* Provided records *

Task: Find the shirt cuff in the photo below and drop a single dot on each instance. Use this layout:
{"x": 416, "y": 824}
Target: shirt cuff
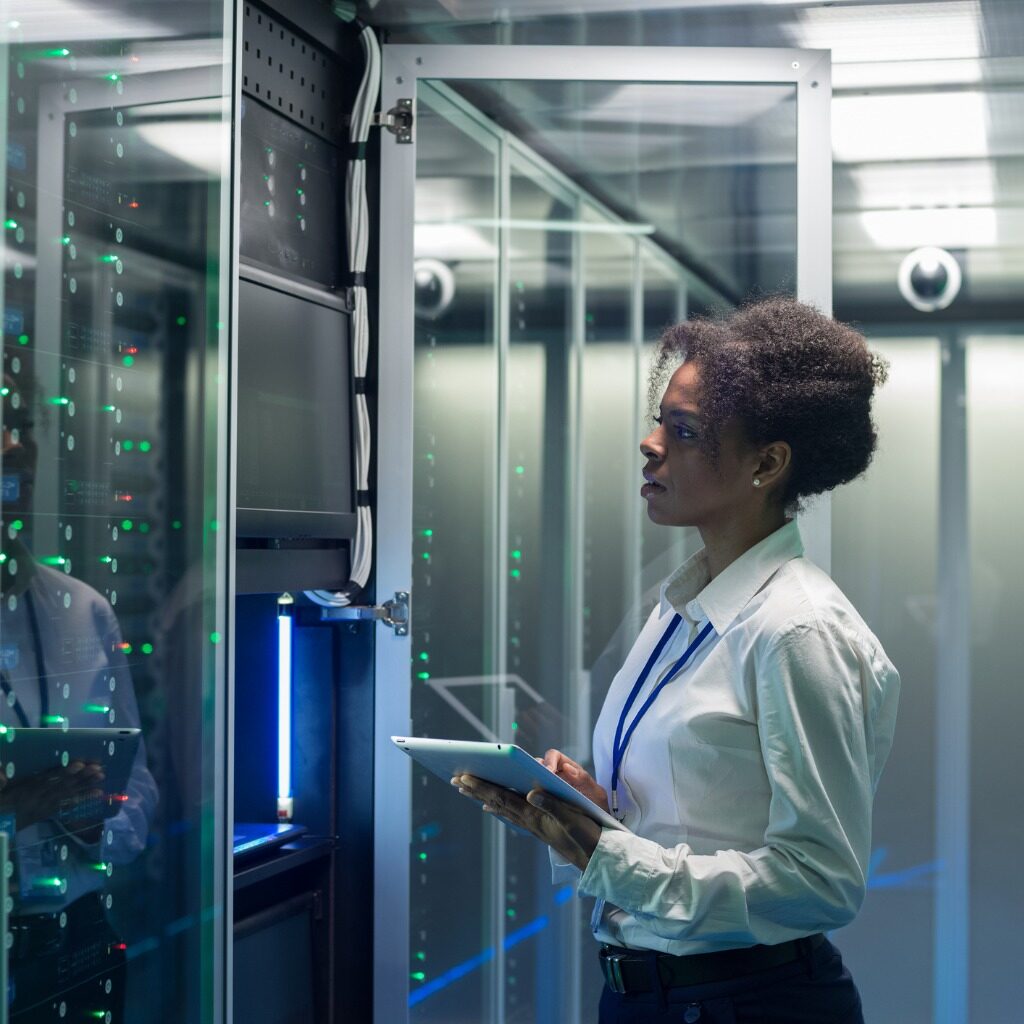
{"x": 561, "y": 869}
{"x": 620, "y": 869}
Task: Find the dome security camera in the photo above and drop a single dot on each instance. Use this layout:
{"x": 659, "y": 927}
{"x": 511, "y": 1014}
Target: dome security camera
{"x": 434, "y": 288}
{"x": 930, "y": 279}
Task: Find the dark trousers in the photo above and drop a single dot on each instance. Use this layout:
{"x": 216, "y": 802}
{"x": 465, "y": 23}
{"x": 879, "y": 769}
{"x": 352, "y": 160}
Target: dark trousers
{"x": 815, "y": 989}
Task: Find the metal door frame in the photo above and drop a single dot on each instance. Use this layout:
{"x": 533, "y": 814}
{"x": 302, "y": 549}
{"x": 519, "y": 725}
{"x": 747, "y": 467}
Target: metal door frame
{"x": 403, "y": 67}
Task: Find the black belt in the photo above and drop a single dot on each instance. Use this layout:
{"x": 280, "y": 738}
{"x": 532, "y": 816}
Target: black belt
{"x": 631, "y": 970}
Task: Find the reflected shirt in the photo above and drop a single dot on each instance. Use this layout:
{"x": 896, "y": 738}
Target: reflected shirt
{"x": 748, "y": 785}
{"x": 81, "y": 647}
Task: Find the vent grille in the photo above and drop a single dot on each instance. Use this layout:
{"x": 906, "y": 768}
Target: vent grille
{"x": 290, "y": 74}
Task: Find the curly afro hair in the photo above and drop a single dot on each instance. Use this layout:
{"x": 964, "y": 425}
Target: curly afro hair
{"x": 786, "y": 373}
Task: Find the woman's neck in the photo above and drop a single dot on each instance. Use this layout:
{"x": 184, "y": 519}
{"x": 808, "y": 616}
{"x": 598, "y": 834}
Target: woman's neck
{"x": 725, "y": 543}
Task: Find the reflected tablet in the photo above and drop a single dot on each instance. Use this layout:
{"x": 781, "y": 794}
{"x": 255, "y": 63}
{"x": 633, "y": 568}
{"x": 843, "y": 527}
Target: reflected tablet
{"x": 503, "y": 764}
{"x": 34, "y": 751}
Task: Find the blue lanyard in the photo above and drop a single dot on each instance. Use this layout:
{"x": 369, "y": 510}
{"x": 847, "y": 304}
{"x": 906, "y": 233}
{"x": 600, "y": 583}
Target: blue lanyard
{"x": 619, "y": 748}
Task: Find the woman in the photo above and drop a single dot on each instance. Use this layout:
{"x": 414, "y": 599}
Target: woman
{"x": 741, "y": 741}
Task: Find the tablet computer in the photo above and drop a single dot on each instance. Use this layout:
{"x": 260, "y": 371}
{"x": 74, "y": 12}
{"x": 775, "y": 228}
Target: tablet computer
{"x": 503, "y": 764}
{"x": 27, "y": 752}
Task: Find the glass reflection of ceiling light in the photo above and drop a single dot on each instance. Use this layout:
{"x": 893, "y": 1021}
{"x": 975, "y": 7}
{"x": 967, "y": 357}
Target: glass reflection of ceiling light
{"x": 453, "y": 242}
{"x": 893, "y": 186}
{"x": 202, "y": 144}
{"x": 949, "y": 228}
{"x": 689, "y": 104}
{"x": 919, "y": 126}
{"x": 518, "y": 224}
{"x": 900, "y": 74}
{"x": 69, "y": 20}
{"x": 939, "y": 30}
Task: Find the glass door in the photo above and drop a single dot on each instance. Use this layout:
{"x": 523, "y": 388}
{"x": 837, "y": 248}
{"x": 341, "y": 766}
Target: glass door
{"x": 539, "y": 230}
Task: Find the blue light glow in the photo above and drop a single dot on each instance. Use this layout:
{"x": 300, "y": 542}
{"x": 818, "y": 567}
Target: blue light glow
{"x": 284, "y": 707}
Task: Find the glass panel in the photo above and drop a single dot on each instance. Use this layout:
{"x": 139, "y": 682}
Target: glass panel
{"x": 455, "y": 537}
{"x": 534, "y": 309}
{"x": 117, "y": 141}
{"x": 995, "y": 493}
{"x": 885, "y": 545}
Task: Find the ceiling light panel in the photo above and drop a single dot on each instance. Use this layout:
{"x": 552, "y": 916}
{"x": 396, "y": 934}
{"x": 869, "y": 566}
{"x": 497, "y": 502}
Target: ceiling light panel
{"x": 939, "y": 31}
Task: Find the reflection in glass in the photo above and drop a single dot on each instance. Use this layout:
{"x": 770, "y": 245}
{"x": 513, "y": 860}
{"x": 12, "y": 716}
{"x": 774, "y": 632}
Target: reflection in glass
{"x": 113, "y": 309}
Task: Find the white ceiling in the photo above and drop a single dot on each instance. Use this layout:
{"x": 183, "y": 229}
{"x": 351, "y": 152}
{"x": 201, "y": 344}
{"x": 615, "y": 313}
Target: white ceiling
{"x": 928, "y": 115}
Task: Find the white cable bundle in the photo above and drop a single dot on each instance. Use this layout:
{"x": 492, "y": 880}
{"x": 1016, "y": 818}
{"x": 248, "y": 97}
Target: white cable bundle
{"x": 357, "y": 218}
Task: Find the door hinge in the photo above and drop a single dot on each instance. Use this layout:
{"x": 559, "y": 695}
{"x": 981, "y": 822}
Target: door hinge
{"x": 393, "y": 613}
{"x": 398, "y": 121}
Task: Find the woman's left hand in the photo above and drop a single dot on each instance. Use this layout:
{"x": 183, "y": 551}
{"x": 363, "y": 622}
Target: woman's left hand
{"x": 568, "y": 832}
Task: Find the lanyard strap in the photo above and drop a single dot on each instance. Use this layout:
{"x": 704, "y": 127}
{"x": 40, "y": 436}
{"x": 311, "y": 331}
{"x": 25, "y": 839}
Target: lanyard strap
{"x": 41, "y": 674}
{"x": 621, "y": 742}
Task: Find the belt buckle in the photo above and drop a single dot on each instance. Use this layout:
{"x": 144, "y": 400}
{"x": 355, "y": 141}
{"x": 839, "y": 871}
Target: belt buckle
{"x": 613, "y": 971}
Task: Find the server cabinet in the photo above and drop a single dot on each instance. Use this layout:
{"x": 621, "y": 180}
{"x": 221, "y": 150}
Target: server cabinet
{"x": 115, "y": 518}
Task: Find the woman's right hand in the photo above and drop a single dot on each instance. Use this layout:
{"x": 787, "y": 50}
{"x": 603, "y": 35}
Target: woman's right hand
{"x": 577, "y": 776}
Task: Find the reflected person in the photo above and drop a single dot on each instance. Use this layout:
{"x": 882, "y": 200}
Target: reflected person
{"x": 60, "y": 663}
{"x": 743, "y": 737}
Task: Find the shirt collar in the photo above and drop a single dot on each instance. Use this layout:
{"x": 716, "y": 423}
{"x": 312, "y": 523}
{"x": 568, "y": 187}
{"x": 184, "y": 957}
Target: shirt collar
{"x": 691, "y": 593}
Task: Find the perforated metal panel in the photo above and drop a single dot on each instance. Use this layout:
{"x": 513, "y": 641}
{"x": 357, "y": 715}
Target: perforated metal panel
{"x": 291, "y": 74}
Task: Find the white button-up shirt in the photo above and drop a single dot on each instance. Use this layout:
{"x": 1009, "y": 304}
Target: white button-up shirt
{"x": 748, "y": 785}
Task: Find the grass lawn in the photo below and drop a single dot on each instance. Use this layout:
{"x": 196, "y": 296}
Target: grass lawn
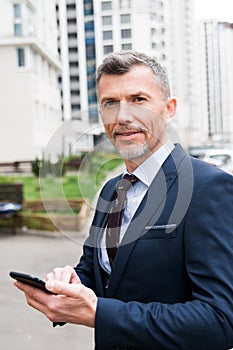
{"x": 83, "y": 184}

* To do *
Without the pictures, copy the material exactly as given.

* Full output *
Task: Find the shirt cuff in the photo below and drop a single dot on each instance. Use this layout:
{"x": 416, "y": 824}
Target: shirt cuff
{"x": 561, "y": 869}
{"x": 620, "y": 869}
Task: Find the dome security camera in the photo above and drop a single dot on each instance. Use this layout:
{"x": 659, "y": 927}
{"x": 511, "y": 1014}
Target: dome security camera
{"x": 434, "y": 288}
{"x": 930, "y": 279}
Task: Find the dark trousers in the photo above and drop a single dot on each instance. Use this layout:
{"x": 216, "y": 802}
{"x": 465, "y": 23}
{"x": 879, "y": 769}
{"x": 352, "y": 160}
Target: dark trousers
{"x": 815, "y": 989}
Task: Find the metal door frame in the photo above and drop a single dot on each instance. Use this layout:
{"x": 533, "y": 814}
{"x": 302, "y": 549}
{"x": 519, "y": 725}
{"x": 747, "y": 467}
Target: metal door frame
{"x": 403, "y": 67}
Task: Find the black belt in the photo above and drop a single dot on each instance. Use this layout:
{"x": 280, "y": 738}
{"x": 532, "y": 816}
Target: black belt
{"x": 631, "y": 970}
Task: Find the reflected shirt in the photo above and drop a single dot on each instance. Use this layout:
{"x": 896, "y": 738}
Target: reflected shirt
{"x": 748, "y": 785}
{"x": 81, "y": 647}
Task: Find the vent grille in the photo above and drop a single dot on each instance. Use this layout:
{"x": 906, "y": 768}
Target: vent grille
{"x": 290, "y": 74}
Task: Find the curly afro hair in the photo above and drop a single dot on each instance. Use this layout:
{"x": 964, "y": 425}
Target: curly afro hair
{"x": 786, "y": 373}
Task: Find the woman's neck in the photo above and drop a single dot on each instance. Use this layout:
{"x": 184, "y": 519}
{"x": 808, "y": 616}
{"x": 598, "y": 834}
Target: woman's neck
{"x": 725, "y": 543}
Task: Find the reflected tablet in the photo above and drop a single dot on each instance. Use this layout:
{"x": 781, "y": 794}
{"x": 255, "y": 63}
{"x": 633, "y": 568}
{"x": 843, "y": 527}
Target: reflected tablet
{"x": 503, "y": 764}
{"x": 34, "y": 751}
Task: Find the blue lanyard in the photo above and drop a single dot on each instance. Use this layout:
{"x": 369, "y": 510}
{"x": 847, "y": 304}
{"x": 906, "y": 233}
{"x": 600, "y": 583}
Target: blue lanyard
{"x": 619, "y": 748}
Task: Find the woman in the photo above and drop a single dot on each instance. Use this layout:
{"x": 414, "y": 599}
Target: woman
{"x": 741, "y": 741}
Task: Find the tablet computer in the photo above and drop a single dot on each instance. Use this layout:
{"x": 260, "y": 371}
{"x": 74, "y": 12}
{"x": 775, "y": 228}
Target: tablet computer
{"x": 503, "y": 764}
{"x": 27, "y": 752}
Task: Find the glass reflection of ceiling light in the photo above and drop a single dot on each instance. Use this layout:
{"x": 893, "y": 1021}
{"x": 975, "y": 7}
{"x": 967, "y": 357}
Target: glass reflection of ceiling light
{"x": 453, "y": 242}
{"x": 893, "y": 186}
{"x": 202, "y": 144}
{"x": 949, "y": 228}
{"x": 689, "y": 104}
{"x": 919, "y": 126}
{"x": 518, "y": 224}
{"x": 900, "y": 74}
{"x": 69, "y": 20}
{"x": 939, "y": 30}
Task: Find the glass door in the photo above and drop a single dot on each instance. Use this layout:
{"x": 523, "y": 388}
{"x": 837, "y": 248}
{"x": 341, "y": 766}
Target: glass door
{"x": 539, "y": 230}
Task: Find the blue light glow in the photo above and drop a single dot on each instance. Use this layout:
{"x": 300, "y": 542}
{"x": 818, "y": 567}
Target: blue light glow
{"x": 284, "y": 707}
Task: Find the glass panel in the photo above and drop a single dot on each instance. Use this layout:
{"x": 139, "y": 682}
Target: glass panel
{"x": 455, "y": 537}
{"x": 534, "y": 309}
{"x": 117, "y": 141}
{"x": 995, "y": 493}
{"x": 885, "y": 545}
Task: Find the ceiling light panel in the photo above and drop a single dot on each instance. Use this layout:
{"x": 552, "y": 916}
{"x": 396, "y": 934}
{"x": 869, "y": 566}
{"x": 497, "y": 502}
Target: ceiling light panel
{"x": 939, "y": 31}
Task: Find the reflection in glass in the photo above and drop a single dot on each instance. Use this layout:
{"x": 770, "y": 245}
{"x": 513, "y": 860}
{"x": 12, "y": 716}
{"x": 774, "y": 632}
Target: reflection in glass
{"x": 113, "y": 309}
Task: Find the white ceiling in the photo above and drop a single dot on each instance. Use this layout:
{"x": 183, "y": 229}
{"x": 351, "y": 152}
{"x": 201, "y": 344}
{"x": 615, "y": 313}
Target: white ceiling
{"x": 928, "y": 115}
Task: Find the white cable bundle in the photo above and drop a single dot on each instance. Use this layout:
{"x": 492, "y": 880}
{"x": 1016, "y": 818}
{"x": 248, "y": 97}
Target: white cable bundle
{"x": 357, "y": 218}
Task: Find the door hinge in the photo above and drop a single dot on each instance. Use this layout:
{"x": 559, "y": 695}
{"x": 981, "y": 822}
Target: door hinge
{"x": 393, "y": 613}
{"x": 398, "y": 121}
Task: Find the woman's left hand in the photo above and drop a single dot on each instance. Use this layout:
{"x": 183, "y": 551}
{"x": 363, "y": 622}
Target: woman's left hand
{"x": 568, "y": 832}
Task: Find the lanyard strap in the photo above and drop a single dot on each instance. Use this layout:
{"x": 704, "y": 127}
{"x": 40, "y": 436}
{"x": 311, "y": 331}
{"x": 25, "y": 839}
Target: lanyard strap
{"x": 41, "y": 674}
{"x": 621, "y": 742}
Task: Find the belt buckle in the photo above and drop a single dot on each instance. Use this layout:
{"x": 144, "y": 400}
{"x": 355, "y": 141}
{"x": 839, "y": 871}
Target: belt buckle
{"x": 613, "y": 971}
Task: Find the server cabinet in the photo above and drop a single dot on each instance. Use this layout:
{"x": 621, "y": 180}
{"x": 221, "y": 150}
Target: server cabinet
{"x": 115, "y": 518}
Task: Find the woman's right hand in the photo above and drop a single dot on each instance. Use this layout:
{"x": 787, "y": 50}
{"x": 603, "y": 35}
Target: woman's right hand
{"x": 577, "y": 776}
Task: Find the reflected person in the photo above and drop a single dot on each instance. Use this layout:
{"x": 882, "y": 200}
Target: reflected person
{"x": 60, "y": 663}
{"x": 743, "y": 737}
Task: Find the shirt collar in the photo above and drop a single dot on each instance. Use this layout:
{"x": 716, "y": 423}
{"x": 312, "y": 523}
{"x": 568, "y": 187}
{"x": 184, "y": 957}
Target: shirt collar
{"x": 691, "y": 593}
Task: Find the perforated metal panel in the photo above and drop a single dot on each instance. Use this layout:
{"x": 513, "y": 641}
{"x": 357, "y": 715}
Target: perforated metal panel
{"x": 291, "y": 74}
Task: Find the white button-up shirt in the photo above and drop a single dot on each instance. Use this layout:
{"x": 1009, "y": 304}
Target: white button-up shirt
{"x": 748, "y": 785}
Task: Find the grass lawn in the photo below and drop a single dot on each instance. Use this layout:
{"x": 196, "y": 296}
Target: grass lawn
{"x": 83, "y": 184}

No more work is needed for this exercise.